## Directive
Gather every line in the entries below that contains the word "thistle" and copy each one out.

## Extracted records
● ● ● ●

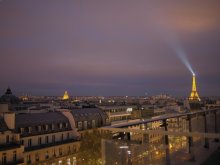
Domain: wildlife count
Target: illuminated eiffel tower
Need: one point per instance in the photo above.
(194, 94)
(65, 96)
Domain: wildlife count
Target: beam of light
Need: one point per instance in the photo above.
(180, 53)
(172, 39)
(182, 56)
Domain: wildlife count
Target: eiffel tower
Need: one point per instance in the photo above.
(194, 94)
(65, 96)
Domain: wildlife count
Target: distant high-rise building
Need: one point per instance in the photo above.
(65, 96)
(194, 94)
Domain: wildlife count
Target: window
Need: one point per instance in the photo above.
(60, 151)
(29, 129)
(61, 137)
(93, 124)
(22, 130)
(85, 124)
(4, 159)
(39, 141)
(54, 153)
(46, 127)
(61, 125)
(69, 149)
(37, 157)
(29, 142)
(80, 125)
(46, 155)
(53, 139)
(28, 159)
(46, 139)
(7, 139)
(14, 156)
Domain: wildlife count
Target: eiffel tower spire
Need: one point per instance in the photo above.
(194, 94)
(65, 96)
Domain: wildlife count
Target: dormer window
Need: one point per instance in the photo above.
(61, 125)
(22, 130)
(46, 127)
(29, 129)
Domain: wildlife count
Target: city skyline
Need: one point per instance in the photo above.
(109, 48)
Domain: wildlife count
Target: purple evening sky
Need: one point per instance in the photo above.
(112, 47)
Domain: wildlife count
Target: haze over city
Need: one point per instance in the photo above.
(109, 48)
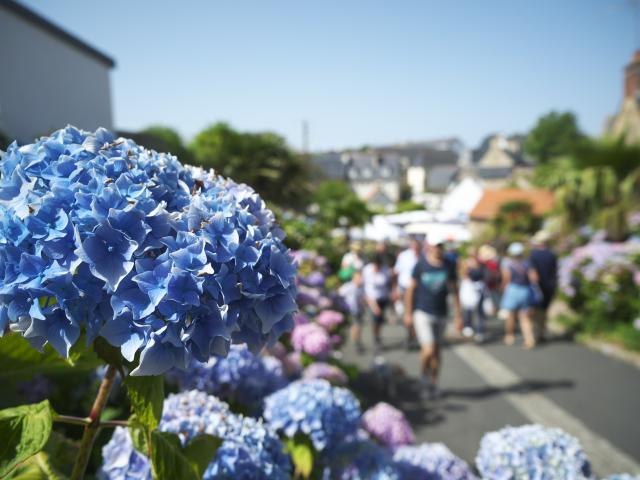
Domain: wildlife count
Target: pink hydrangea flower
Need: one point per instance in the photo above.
(388, 425)
(330, 319)
(324, 370)
(301, 318)
(292, 364)
(311, 338)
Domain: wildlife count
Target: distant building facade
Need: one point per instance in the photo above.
(384, 175)
(499, 161)
(626, 123)
(50, 78)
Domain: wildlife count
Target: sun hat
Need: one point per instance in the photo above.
(542, 236)
(515, 249)
(487, 252)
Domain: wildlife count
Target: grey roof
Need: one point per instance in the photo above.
(494, 173)
(519, 158)
(440, 177)
(41, 22)
(371, 165)
(330, 164)
(421, 154)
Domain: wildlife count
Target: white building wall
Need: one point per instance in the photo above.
(46, 83)
(417, 180)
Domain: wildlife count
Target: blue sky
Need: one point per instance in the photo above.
(360, 72)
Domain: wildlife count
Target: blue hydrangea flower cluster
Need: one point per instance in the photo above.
(532, 451)
(325, 413)
(121, 461)
(99, 235)
(241, 377)
(362, 459)
(250, 450)
(432, 461)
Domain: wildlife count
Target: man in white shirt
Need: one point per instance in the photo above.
(376, 278)
(403, 274)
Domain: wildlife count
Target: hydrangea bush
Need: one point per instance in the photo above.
(101, 236)
(433, 461)
(311, 339)
(362, 459)
(241, 377)
(532, 452)
(250, 450)
(601, 282)
(326, 371)
(388, 425)
(326, 414)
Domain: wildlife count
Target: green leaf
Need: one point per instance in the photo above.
(147, 397)
(140, 436)
(26, 361)
(168, 459)
(201, 450)
(301, 451)
(24, 431)
(110, 354)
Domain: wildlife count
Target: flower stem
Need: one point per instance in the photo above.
(91, 428)
(71, 420)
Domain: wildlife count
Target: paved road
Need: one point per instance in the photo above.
(486, 387)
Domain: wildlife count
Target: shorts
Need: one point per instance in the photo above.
(429, 328)
(516, 297)
(379, 319)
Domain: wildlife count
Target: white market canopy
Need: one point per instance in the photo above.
(440, 232)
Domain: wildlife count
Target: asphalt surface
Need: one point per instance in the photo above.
(599, 392)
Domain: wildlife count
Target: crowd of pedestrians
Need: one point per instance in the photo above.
(427, 283)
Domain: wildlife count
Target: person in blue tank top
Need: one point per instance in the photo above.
(519, 281)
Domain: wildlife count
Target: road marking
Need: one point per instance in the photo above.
(605, 458)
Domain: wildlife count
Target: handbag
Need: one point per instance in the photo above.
(537, 297)
(488, 308)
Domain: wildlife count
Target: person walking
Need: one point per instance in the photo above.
(353, 293)
(426, 310)
(473, 291)
(488, 258)
(376, 277)
(351, 262)
(519, 281)
(402, 275)
(545, 263)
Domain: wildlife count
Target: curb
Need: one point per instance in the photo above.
(606, 348)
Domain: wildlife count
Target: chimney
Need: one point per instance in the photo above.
(632, 78)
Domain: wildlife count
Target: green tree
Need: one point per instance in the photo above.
(336, 205)
(165, 139)
(554, 135)
(599, 183)
(515, 221)
(262, 160)
(4, 141)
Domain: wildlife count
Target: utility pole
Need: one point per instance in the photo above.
(305, 137)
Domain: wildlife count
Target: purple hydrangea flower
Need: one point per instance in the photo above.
(311, 338)
(292, 364)
(388, 425)
(432, 461)
(314, 279)
(250, 449)
(326, 371)
(164, 261)
(592, 259)
(532, 452)
(330, 319)
(241, 377)
(325, 413)
(362, 459)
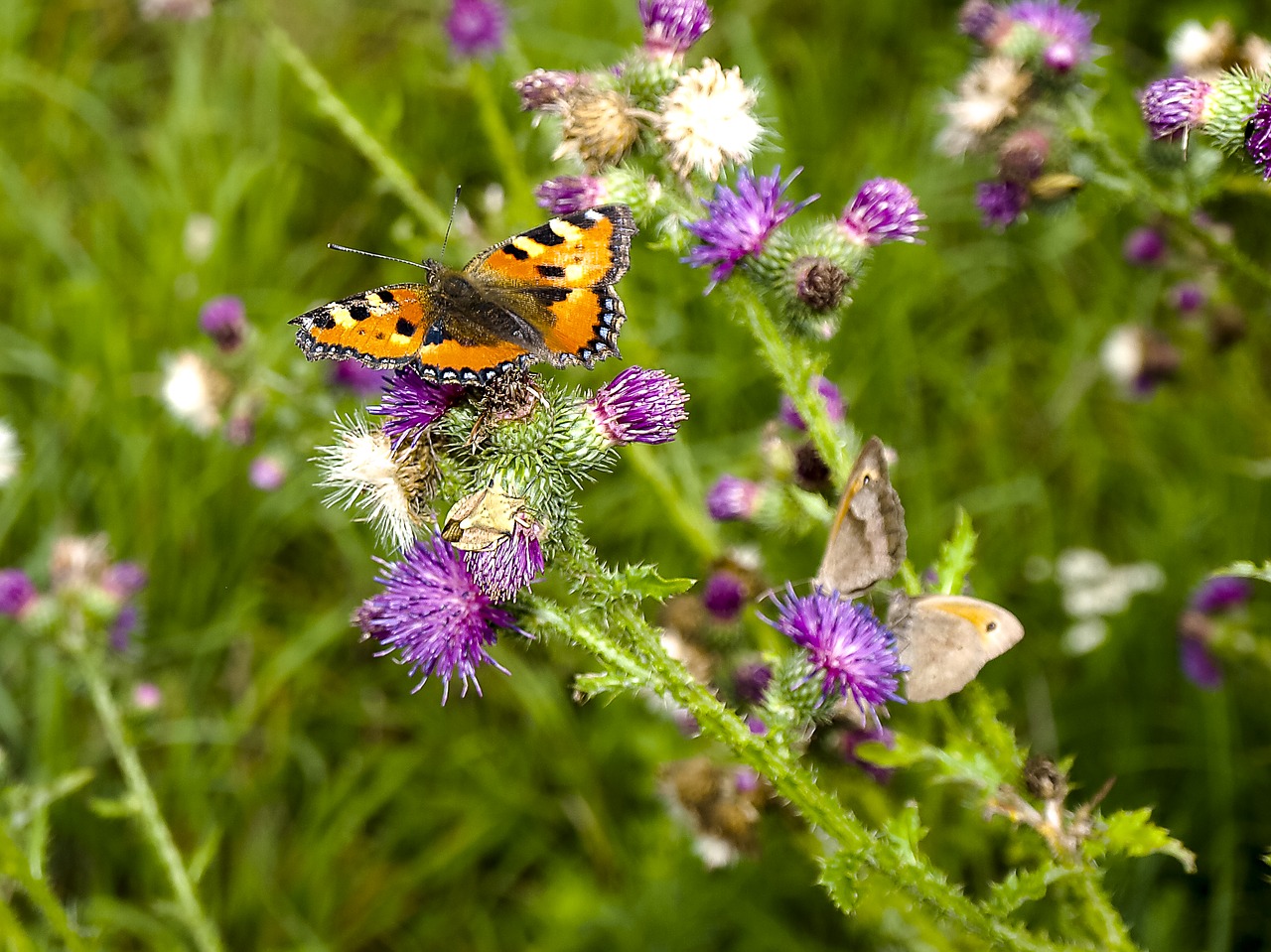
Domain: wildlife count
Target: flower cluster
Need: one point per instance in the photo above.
(508, 456)
(1217, 89)
(1214, 606)
(81, 577)
(654, 134)
(1034, 56)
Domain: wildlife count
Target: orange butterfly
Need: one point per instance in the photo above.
(544, 295)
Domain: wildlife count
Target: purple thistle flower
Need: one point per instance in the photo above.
(267, 473)
(432, 612)
(1257, 136)
(1188, 296)
(834, 406)
(739, 223)
(509, 566)
(566, 195)
(543, 89)
(17, 593)
(1001, 203)
(476, 27)
(1066, 28)
(979, 19)
(1144, 247)
(639, 406)
(752, 680)
(723, 595)
(854, 649)
(123, 626)
(1175, 104)
(361, 380)
(223, 320)
(1221, 594)
(1198, 663)
(884, 209)
(672, 26)
(122, 580)
(412, 404)
(732, 498)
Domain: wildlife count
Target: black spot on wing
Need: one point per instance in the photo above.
(548, 295)
(544, 235)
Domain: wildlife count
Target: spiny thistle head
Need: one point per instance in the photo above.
(1176, 104)
(739, 222)
(852, 649)
(544, 89)
(476, 27)
(434, 615)
(672, 26)
(884, 209)
(708, 122)
(362, 470)
(411, 404)
(639, 406)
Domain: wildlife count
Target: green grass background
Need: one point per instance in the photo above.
(336, 811)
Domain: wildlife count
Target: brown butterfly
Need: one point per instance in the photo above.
(944, 639)
(543, 295)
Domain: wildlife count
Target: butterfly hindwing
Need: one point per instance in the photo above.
(543, 295)
(382, 328)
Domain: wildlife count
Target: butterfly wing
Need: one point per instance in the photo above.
(382, 328)
(867, 538)
(945, 639)
(559, 279)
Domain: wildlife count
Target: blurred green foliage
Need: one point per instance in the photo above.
(334, 810)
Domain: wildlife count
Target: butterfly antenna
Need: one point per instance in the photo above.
(372, 254)
(454, 207)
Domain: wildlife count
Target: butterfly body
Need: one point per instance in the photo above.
(543, 295)
(944, 639)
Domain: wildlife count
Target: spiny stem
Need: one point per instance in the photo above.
(793, 366)
(150, 819)
(626, 643)
(357, 135)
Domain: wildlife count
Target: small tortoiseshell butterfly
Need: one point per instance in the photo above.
(544, 295)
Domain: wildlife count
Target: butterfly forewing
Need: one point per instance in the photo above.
(867, 538)
(382, 328)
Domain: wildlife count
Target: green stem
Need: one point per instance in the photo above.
(357, 135)
(625, 642)
(14, 865)
(1179, 212)
(789, 361)
(151, 821)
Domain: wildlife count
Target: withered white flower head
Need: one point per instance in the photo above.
(707, 121)
(363, 471)
(10, 453)
(986, 96)
(194, 391)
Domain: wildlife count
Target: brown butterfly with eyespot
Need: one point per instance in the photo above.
(944, 638)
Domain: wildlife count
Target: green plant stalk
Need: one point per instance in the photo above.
(149, 816)
(626, 643)
(1180, 213)
(357, 135)
(789, 361)
(13, 864)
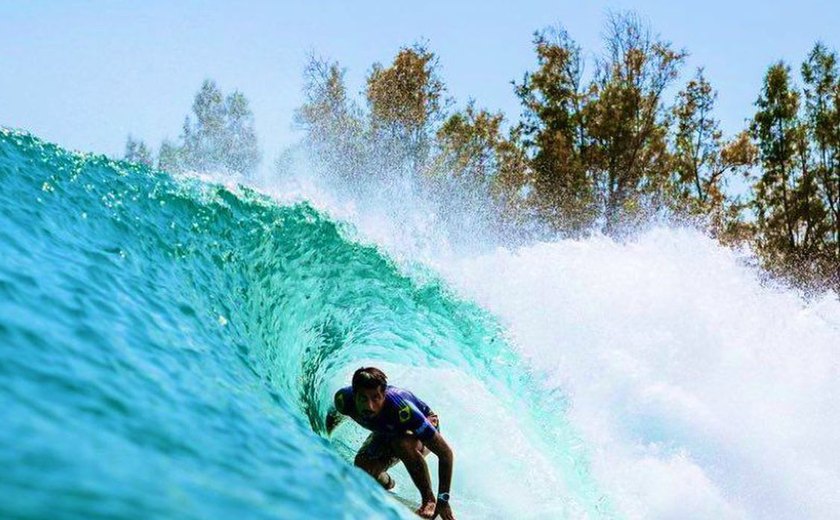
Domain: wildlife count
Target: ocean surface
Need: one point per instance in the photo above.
(169, 347)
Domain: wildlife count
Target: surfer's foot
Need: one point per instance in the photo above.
(386, 480)
(427, 510)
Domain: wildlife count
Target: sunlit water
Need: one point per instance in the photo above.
(169, 347)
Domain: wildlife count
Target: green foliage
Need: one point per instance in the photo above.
(219, 135)
(331, 121)
(701, 159)
(554, 132)
(405, 103)
(136, 151)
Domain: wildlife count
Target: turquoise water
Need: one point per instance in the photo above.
(168, 348)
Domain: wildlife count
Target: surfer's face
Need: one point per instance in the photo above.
(369, 402)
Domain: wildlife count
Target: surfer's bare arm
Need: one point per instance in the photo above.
(446, 460)
(333, 420)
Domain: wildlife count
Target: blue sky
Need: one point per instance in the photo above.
(86, 74)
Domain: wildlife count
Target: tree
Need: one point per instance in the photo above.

● ● ● ●

## Completed task
Target: purple thistle flower
Target: spiny thistle head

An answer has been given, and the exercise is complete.